## Aim of the exercise
Can you scale this listing by rewriting all of its lines, requests included, with every point coordinate in the answers multiplied by 2.15 and rounded to the nearest whole number, halves rounding up? Keep the pictures out of your answer.

## Records supplied
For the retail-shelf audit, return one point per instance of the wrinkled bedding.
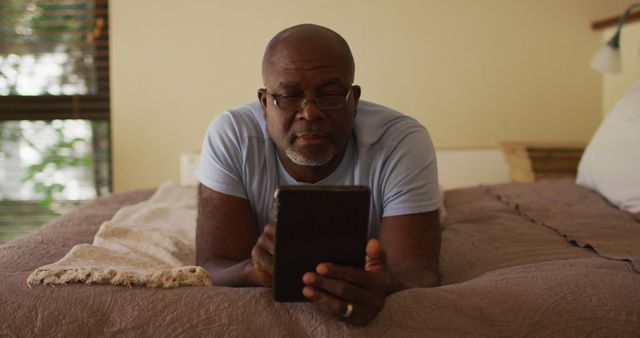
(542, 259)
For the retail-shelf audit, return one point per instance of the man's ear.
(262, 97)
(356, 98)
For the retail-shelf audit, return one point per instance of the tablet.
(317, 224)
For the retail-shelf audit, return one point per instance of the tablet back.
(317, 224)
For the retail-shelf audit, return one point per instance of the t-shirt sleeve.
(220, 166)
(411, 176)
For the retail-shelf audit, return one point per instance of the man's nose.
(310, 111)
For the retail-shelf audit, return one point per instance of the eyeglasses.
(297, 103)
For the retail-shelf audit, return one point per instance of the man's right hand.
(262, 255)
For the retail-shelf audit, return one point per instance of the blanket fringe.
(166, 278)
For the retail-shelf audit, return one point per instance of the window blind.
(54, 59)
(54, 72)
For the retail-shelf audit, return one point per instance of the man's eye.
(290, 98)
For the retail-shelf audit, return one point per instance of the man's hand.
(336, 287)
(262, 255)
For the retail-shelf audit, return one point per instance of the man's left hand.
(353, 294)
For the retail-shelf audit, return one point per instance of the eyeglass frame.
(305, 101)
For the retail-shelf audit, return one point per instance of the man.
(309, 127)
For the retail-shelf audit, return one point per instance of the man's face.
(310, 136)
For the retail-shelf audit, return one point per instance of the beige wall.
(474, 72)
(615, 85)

## Result below
For the retail-shelf audit, return one point per instance of the wrinkled bedding.
(1165, 557)
For the retail-shelf audit, return one point per instance of the man's ear.
(563, 209)
(765, 211)
For the retail-shelf audit, return one point per instance of the tablet.
(682, 482)
For the retail-shelf audit, return one point per instance of the tablet back.
(682, 482)
For the retail-shelf audit, return one point per instance of the t-shirt sleeve.
(473, 357)
(884, 378)
For the retail-shelf audit, return one point per instance of the man's nose.
(667, 239)
For the retail-shelf audit, return one point per instance of the eyeglasses.
(639, 221)
For the retail-shelf audit, return one point per instance of the man's right hand.
(563, 548)
For the retail-shelf audit, return one point per instance of the blanket fringe.
(357, 598)
For the retail-shelf audit, return one point per instance of the window blind.
(116, 127)
(116, 155)
For the retail-shelf audit, return one point per instance of the man's eye.
(624, 211)
For the retail-shelf audit, return one point per instance of the man's hand.
(722, 617)
(563, 548)
For the retail-shelf audit, return one point per instance of the man's left hand.
(759, 632)
For the retail-shelf audit, return one point per instance of the eyeglass frame.
(656, 217)
For the retail-shelf audit, return one point per instance of the man.
(664, 273)
For the retail-shelf audit, return one point per instance of the man's face.
(667, 292)
For the retail-shelf audit, return one point per instance of the beige wall.
(1019, 155)
(1322, 183)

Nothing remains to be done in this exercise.